Stored records:
* * * * *
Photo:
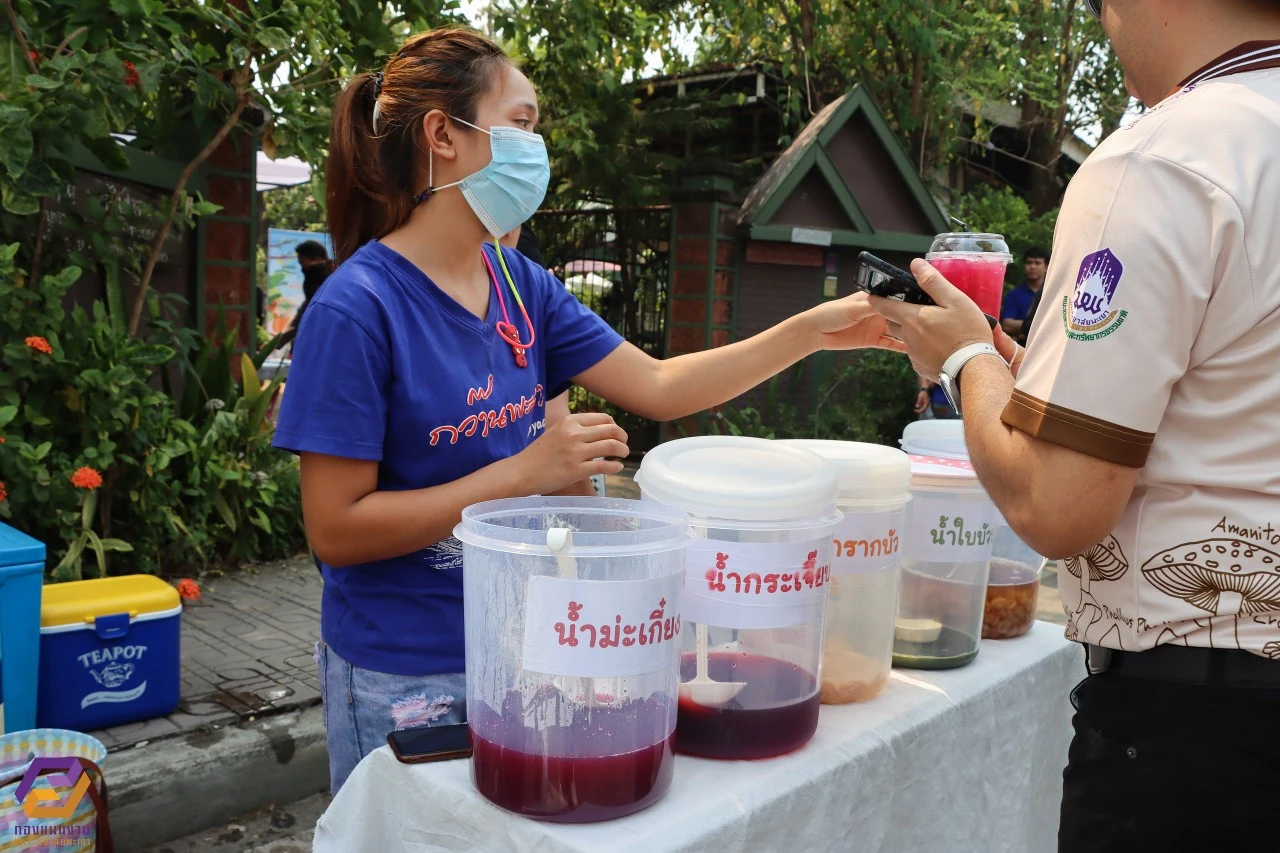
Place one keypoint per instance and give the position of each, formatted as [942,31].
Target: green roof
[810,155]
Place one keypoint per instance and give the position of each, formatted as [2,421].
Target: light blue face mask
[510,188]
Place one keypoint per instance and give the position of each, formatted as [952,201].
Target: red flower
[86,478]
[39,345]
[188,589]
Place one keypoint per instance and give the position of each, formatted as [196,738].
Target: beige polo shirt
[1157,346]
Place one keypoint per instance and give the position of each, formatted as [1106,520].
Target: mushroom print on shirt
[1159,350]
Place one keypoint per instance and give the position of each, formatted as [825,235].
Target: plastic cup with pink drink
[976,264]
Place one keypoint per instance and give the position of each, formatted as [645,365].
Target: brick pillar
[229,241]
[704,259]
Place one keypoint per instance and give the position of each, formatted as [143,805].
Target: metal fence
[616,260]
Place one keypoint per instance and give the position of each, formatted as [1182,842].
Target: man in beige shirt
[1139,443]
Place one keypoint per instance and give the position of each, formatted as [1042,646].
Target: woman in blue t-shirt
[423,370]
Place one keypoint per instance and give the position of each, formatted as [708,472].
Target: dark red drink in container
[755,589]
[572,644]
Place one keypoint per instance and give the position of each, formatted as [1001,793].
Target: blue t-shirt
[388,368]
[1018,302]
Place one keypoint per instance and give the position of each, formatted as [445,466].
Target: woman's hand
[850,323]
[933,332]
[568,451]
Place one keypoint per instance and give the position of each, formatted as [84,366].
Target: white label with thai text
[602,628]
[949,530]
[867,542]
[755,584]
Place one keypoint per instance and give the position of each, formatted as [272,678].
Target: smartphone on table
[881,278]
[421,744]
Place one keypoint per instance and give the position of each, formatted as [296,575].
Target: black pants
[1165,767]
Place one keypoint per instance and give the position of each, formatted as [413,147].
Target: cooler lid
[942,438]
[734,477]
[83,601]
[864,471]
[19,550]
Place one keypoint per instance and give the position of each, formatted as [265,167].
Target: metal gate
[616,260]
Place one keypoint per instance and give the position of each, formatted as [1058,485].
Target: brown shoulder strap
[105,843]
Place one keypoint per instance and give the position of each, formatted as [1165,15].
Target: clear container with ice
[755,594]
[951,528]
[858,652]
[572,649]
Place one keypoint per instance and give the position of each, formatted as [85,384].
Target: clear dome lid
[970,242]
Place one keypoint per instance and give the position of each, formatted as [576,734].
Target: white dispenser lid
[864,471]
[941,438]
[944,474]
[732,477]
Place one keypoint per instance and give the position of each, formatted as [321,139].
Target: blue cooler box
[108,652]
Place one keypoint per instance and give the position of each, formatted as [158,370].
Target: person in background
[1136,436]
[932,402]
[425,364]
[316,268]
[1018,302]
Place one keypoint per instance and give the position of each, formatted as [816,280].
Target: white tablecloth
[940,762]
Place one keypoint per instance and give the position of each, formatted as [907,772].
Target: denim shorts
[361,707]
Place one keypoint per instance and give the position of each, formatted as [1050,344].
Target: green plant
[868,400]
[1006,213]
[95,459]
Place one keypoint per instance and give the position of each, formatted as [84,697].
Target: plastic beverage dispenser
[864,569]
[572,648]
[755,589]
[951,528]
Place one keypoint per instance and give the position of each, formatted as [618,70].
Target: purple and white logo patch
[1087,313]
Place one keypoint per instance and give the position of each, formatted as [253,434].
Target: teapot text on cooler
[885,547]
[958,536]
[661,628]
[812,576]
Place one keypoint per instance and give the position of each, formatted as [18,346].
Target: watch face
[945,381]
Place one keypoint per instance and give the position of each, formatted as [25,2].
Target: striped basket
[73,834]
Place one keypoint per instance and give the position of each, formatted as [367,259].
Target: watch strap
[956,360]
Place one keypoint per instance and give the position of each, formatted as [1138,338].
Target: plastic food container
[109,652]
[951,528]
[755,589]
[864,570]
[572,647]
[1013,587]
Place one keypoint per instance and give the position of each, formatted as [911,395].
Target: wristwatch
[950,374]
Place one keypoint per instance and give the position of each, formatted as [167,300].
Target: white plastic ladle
* * * * *
* [WORK ORDER]:
An exact copy of every record above is needed, with all pictures left out.

* [RESPONSE TO THIS TASK]:
Photo:
Place one keypoint per instance and give the position of each, formatted as [942,31].
Target: green roof
[810,155]
Place one keypoint per instance and give the position of each, formatted as [2,421].
Target: light blue face mask
[510,188]
Place one keypoint per instance and give the position of each, formatted as [952,201].
Target: red flower
[86,478]
[39,345]
[188,589]
Place one keypoint per instance and give the position of each, formatted as [196,738].
Target: beige polo shirt
[1157,346]
Place one keypoint per instance and give the position of each, formatted as [1106,520].
Target: mushroom print on shirt
[1159,350]
Place one keypoint per instance and give the position of each, formatted as [825,235].
Target: plastic cup with pink drink
[976,264]
Place one keypoint per instance and give the position of each, formatted as [645,365].
Target: brick pillar
[229,241]
[704,259]
Place one keypoint per instance and give the position of each, formatted as [143,805].
Target: metal fence
[616,260]
Place one keypoint per instance and give the position of each, formatted as [1182,842].
Target: man in beige shirt
[1139,443]
Place one keypoint per instance and give the position of each, formatted as [1042,646].
Target: woman in blue t-shirt
[423,370]
Place one keypoint per instance and give the position of each, formatted as [708,472].
Target: dark red drink in container
[755,589]
[572,644]
Place one keypoint per instance and give the position of each, formatted as [1001,793].
Target: blue t-shirt
[388,368]
[1018,302]
Place one keypoint per instance and give the position of each, formatted as [445,466].
Target: woman's hand
[850,323]
[933,332]
[568,451]
Place one keypoint per instance and give the position of each, formatted as [84,366].
Target: white label with thai text
[602,628]
[949,530]
[867,542]
[755,584]
Place one keypoint per instance and give the position of each, formatted as [272,678].
Target: smartphone on table
[881,278]
[421,744]
Place one keypoint per instance and give the position of each, formatted as [296,575].
Target: black pants
[1165,767]
Place one keypoint per instance and give the position of each, formatted as [413,147].
Target: cooler lid
[942,438]
[734,477]
[83,601]
[864,471]
[19,550]
Place one keypoint per instance and give the position of each, formatted as [265,167].
Target: metal gate
[616,260]
Place one keypoint per instance and give the position of each, formatted as [1058,485].
Target: brown shoulder strap
[105,843]
Place one keypoint per instance and give the position of each, formatted as [1165,15].
Target: clear container with ice
[755,594]
[951,528]
[858,652]
[572,649]
Place one keypoint per instance and give the position of each, formatted as [85,384].
Target: clear dome lid
[970,242]
Place one keypoint per instance and give the position of each, formatted as [576,734].
Target: white dispenser lid
[864,471]
[941,438]
[944,474]
[732,477]
Place one keypoint per instance and give the position of each, formatted as [321,139].
Target: blue cooler box
[108,652]
Place one keypoint per instance and give the position of each, formatted as [158,370].
Target: person in background
[1136,436]
[932,402]
[425,364]
[316,268]
[1018,302]
Place one keypoint per instance and give the position of each, formatted as [816,280].
Target: white tablecloth
[940,762]
Place one keypoint per instance and give the position of each, formatted as [907,772].
Target: denim shorts
[361,707]
Place one keypoint per instance and give the position of each, formatted as [1050,344].
Target: green plant
[868,400]
[1006,213]
[95,459]
Place one keypoint per instance and give the position of each, formatted as [84,697].
Target: plastic beverage dispenser
[864,569]
[572,648]
[755,589]
[951,528]
Place one keypoint per instance and give the position of each, formatted as [618,70].
Target: purple and white logo patch
[1087,313]
Place one keypoint per instance and give the position of each, formatted as [253,434].
Target: teapot text on cooler
[885,547]
[958,536]
[661,628]
[812,576]
Place one keypoint per instance and give the position of each, formatted as [18,346].
Target: watch face
[945,381]
Place one keypoint per instance and give the position of each, formatted as [25,2].
Target: striped basket
[73,834]
Place one keypoint per instance and give the position of each, formatted as [367,259].
Target: watch strap
[956,360]
Place one keypoint per instance and give the position of each, formatted as [1138,338].
Target: plastic food container
[109,652]
[951,528]
[755,589]
[864,570]
[572,647]
[1013,587]
Place one keypoint per instance and give the position of each, formatted as [911,395].
Target: wristwatch
[950,374]
Place one keypoint per instance and give the position of each, formatted as [167,300].
Target: white plastic ladle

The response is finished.